NEW YORK, Jan. 29, 2025 (GLOBE NEWSWIRE) -- Sharps Technology, Inc. (NASDAQ: STSS) (the “Company”), an innovative medical device and pharmaceutical packaging company offering patented, best-in-class syringe products, today announced the closing of its previously announced firm commitment underwritten public offering. Gross proceeds to the Company were approximately $20.0 million, before deducting underwriting fees and other offering expenses payable by the Company. The offering closed on January 29, 2025.

The offering consisted of 14,285,714 Common Units (or Pre-Funded Units), each consisting of (i) one (1) share of Common Stock or one (1) Pre-Funded Warrant, (ii) one (1) Series A Registered Common Warrant to purchase one (1) share of Common Stock per warrant at an exercise price of $1.75 (“Series A Warrant”) and (iii) one (1) Series B Registered Common Warrant to purchase one (1) share of Common Stock per warrant at an exercise price of $1.75 (“Series B Warrant” and together with the Series A Warrant, the “Warrants”). The public offering price per Common Unit was $1.40 (or $1.3999 for each Pre-Funded Unit, which is equal to the public offering price per Common Unit sold in the offering minus an exercise price of $0.0001 per Pre-Funded Warrant). The Pre-Funded Warrants are immediately exercisable and may be exercised at any time until exercised in full. For each Pre-Funded Unit sold in the offering, the number of Common Units in the offering will be decreased on a one-for-one basis. The initial exercise price of each Series A Warrant is $1.75 per share of Common Stock. The Series A Warrants are exercisable immediately and expire 60 months after stockholder approval. The number of securities issuable under the Series A Warrants is subject to adjustment as described in more detail in the report on Form 8-K to be filed in connection with the offering. The initial exercise price of each Series B Warrant is $1.75 per share of Common Stock or pursuant to an alternative cashless exercise option. The Series B Warrants are exercisable immediately and expire 30 months after stockholder approval. The number of securities issuable under the Series B Warrants is subject to adjustment as described in more detail in the report on Form 8-K to be filed in connection with the offering.

■ EXTRACTED DATA

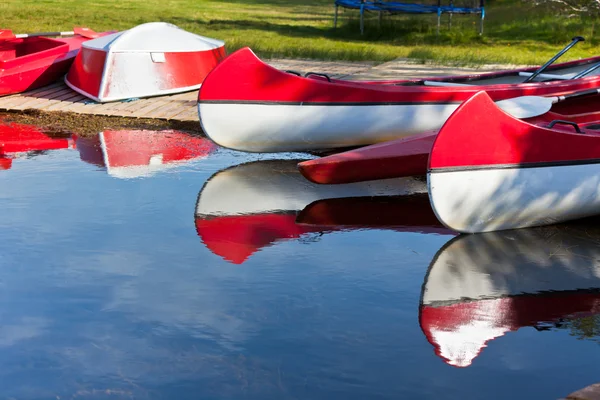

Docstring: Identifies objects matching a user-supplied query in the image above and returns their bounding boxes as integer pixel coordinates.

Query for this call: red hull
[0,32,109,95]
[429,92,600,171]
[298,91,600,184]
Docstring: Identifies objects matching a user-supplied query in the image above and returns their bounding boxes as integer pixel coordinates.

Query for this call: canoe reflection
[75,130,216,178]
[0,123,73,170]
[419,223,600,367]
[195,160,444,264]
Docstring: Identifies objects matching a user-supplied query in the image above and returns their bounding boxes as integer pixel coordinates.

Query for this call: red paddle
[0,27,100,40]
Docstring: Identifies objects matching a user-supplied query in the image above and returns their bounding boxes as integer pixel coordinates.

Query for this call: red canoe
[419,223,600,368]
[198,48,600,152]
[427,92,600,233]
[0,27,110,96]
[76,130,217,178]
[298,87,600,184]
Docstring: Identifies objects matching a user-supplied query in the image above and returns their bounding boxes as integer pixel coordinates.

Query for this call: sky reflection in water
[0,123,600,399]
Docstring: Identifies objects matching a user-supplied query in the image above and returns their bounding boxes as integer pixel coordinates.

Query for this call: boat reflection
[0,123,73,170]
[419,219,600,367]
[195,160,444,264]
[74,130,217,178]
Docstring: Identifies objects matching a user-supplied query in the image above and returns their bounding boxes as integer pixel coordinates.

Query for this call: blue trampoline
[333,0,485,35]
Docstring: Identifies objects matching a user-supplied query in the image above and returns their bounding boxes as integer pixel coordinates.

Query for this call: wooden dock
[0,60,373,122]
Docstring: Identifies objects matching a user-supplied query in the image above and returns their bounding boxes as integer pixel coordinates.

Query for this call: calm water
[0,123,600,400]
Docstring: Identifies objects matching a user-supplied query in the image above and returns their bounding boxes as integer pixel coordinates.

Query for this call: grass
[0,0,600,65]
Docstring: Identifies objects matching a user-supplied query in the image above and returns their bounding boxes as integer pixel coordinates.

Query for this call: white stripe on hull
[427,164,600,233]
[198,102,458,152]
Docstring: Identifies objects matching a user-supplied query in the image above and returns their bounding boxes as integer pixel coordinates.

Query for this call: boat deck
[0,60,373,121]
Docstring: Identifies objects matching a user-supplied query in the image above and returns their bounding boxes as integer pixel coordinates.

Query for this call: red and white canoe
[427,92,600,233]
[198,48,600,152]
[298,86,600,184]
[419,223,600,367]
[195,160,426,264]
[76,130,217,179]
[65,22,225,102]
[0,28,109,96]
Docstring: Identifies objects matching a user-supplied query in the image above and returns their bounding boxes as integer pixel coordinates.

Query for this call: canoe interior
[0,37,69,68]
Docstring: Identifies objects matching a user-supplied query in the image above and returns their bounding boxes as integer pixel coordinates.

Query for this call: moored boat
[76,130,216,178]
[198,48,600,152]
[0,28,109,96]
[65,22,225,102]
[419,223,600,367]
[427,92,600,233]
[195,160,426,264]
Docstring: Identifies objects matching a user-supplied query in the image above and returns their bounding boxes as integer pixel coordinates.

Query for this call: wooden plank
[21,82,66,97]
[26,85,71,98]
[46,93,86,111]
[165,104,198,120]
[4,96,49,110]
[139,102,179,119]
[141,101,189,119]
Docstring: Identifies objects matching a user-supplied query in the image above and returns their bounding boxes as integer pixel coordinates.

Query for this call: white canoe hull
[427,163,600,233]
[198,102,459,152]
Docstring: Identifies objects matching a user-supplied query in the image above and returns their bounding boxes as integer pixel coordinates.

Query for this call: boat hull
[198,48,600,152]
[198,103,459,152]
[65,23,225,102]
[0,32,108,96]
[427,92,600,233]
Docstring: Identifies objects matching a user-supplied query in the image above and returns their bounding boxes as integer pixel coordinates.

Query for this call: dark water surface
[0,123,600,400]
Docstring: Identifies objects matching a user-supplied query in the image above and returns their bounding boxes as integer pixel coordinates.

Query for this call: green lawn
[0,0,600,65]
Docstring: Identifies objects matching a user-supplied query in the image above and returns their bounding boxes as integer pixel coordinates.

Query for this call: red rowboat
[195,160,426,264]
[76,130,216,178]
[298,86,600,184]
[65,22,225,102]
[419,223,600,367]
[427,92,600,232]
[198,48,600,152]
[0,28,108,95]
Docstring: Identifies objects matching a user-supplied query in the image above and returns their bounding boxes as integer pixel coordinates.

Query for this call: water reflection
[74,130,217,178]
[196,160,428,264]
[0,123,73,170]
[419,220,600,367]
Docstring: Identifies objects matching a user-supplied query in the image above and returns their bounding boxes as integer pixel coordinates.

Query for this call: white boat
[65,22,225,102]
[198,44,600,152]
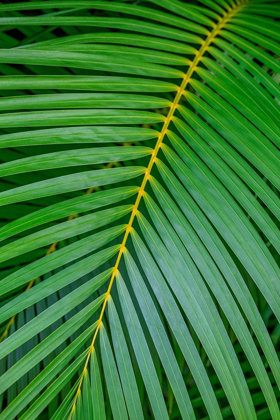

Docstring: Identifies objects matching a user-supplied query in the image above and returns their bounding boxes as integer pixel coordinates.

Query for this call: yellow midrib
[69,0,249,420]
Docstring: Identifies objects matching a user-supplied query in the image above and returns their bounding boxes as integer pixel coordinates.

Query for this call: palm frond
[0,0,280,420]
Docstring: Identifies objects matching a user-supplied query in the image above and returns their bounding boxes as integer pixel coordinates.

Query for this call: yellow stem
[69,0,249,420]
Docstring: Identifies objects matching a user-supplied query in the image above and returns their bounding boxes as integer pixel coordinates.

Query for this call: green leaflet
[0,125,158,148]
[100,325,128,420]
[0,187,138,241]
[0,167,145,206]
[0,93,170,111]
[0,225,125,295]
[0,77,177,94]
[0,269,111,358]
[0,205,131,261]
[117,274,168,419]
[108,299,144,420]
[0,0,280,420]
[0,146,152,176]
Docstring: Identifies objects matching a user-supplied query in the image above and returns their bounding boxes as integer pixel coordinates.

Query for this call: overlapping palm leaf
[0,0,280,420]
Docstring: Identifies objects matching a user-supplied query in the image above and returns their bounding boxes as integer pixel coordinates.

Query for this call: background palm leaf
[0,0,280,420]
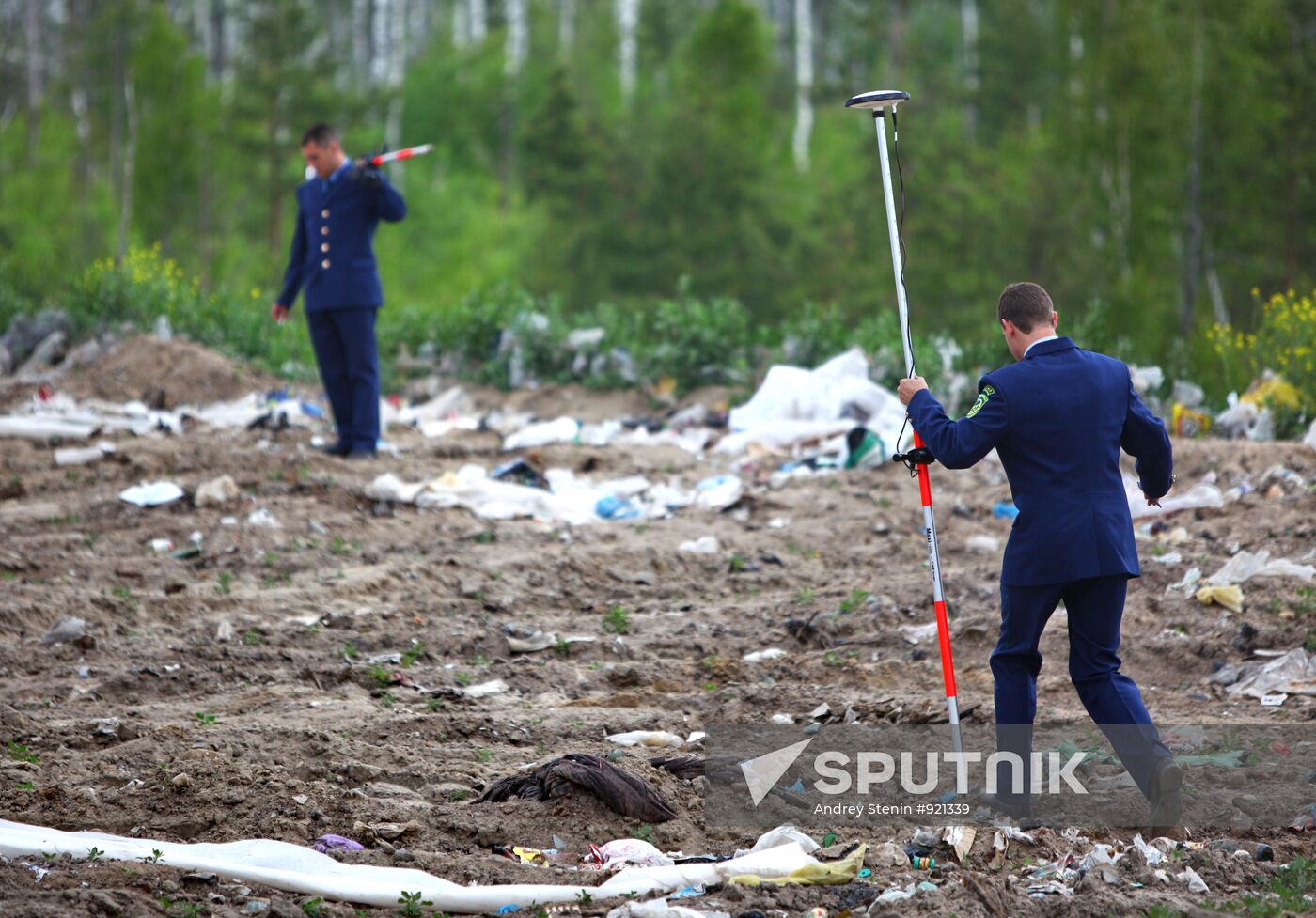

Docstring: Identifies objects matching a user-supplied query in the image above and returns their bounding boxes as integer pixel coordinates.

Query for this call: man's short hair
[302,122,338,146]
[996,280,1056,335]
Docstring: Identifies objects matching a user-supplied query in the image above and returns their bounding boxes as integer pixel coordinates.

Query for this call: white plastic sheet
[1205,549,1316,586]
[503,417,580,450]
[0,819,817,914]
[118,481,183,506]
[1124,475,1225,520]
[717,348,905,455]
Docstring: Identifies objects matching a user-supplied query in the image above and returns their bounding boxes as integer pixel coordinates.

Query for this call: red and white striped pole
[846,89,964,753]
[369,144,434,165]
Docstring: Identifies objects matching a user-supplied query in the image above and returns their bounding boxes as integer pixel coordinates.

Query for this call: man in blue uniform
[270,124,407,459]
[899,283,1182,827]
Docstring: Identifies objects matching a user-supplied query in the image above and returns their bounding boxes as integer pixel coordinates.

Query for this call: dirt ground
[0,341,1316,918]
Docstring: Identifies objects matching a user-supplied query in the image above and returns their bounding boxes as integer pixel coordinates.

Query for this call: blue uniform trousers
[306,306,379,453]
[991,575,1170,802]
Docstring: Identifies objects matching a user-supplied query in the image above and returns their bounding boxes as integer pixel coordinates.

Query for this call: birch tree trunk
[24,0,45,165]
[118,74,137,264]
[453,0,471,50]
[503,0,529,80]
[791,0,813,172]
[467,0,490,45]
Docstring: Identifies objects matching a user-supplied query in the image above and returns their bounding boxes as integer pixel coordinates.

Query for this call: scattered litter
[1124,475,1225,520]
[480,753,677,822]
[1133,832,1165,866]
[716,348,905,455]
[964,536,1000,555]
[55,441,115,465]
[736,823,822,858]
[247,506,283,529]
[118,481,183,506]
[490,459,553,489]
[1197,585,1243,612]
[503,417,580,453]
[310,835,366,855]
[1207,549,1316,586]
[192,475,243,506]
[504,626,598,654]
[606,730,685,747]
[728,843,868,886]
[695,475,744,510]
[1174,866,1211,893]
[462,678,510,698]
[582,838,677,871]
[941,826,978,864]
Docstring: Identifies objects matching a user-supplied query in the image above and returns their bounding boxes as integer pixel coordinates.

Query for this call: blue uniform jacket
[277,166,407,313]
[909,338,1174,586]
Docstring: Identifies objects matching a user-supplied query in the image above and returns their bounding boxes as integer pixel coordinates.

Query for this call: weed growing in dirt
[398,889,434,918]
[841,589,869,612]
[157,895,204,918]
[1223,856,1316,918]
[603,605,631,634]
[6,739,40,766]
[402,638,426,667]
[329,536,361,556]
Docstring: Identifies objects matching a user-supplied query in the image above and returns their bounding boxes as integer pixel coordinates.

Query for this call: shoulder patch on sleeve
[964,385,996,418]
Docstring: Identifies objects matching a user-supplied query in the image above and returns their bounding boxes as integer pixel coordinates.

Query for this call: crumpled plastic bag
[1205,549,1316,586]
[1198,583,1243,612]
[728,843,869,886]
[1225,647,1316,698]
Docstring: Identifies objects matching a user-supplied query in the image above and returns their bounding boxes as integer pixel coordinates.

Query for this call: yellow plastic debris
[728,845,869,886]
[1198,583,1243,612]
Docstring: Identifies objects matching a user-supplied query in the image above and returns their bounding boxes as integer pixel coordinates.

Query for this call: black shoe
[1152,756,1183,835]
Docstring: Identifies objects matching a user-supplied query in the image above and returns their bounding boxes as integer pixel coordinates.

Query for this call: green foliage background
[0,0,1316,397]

■ WHAT YOU HAVE TO DO
Revise the offering announcement between "NEW YORK, Jan." and "January 29, 2025.", inclusive, replacing "syringe products" with "syringe devices". The listing has no connection to the offering announcement.

■ EXPECTED ANSWER
NEW YORK, Jan. 29, 2025 (GLOBE NEWSWIRE) -- Sharps Technology, Inc. (NASDAQ: STSS) (the “Company”), an innovative medical device and pharmaceutical packaging company offering patented, best-in-class syringe devices, today announced the closing of its previously announced firm commitment underwritten public offering. Gross proceeds to the Company were approximately $20.0 million, before deducting underwriting fees and other offering expenses payable by the Company. The offering closed on January 29, 2025.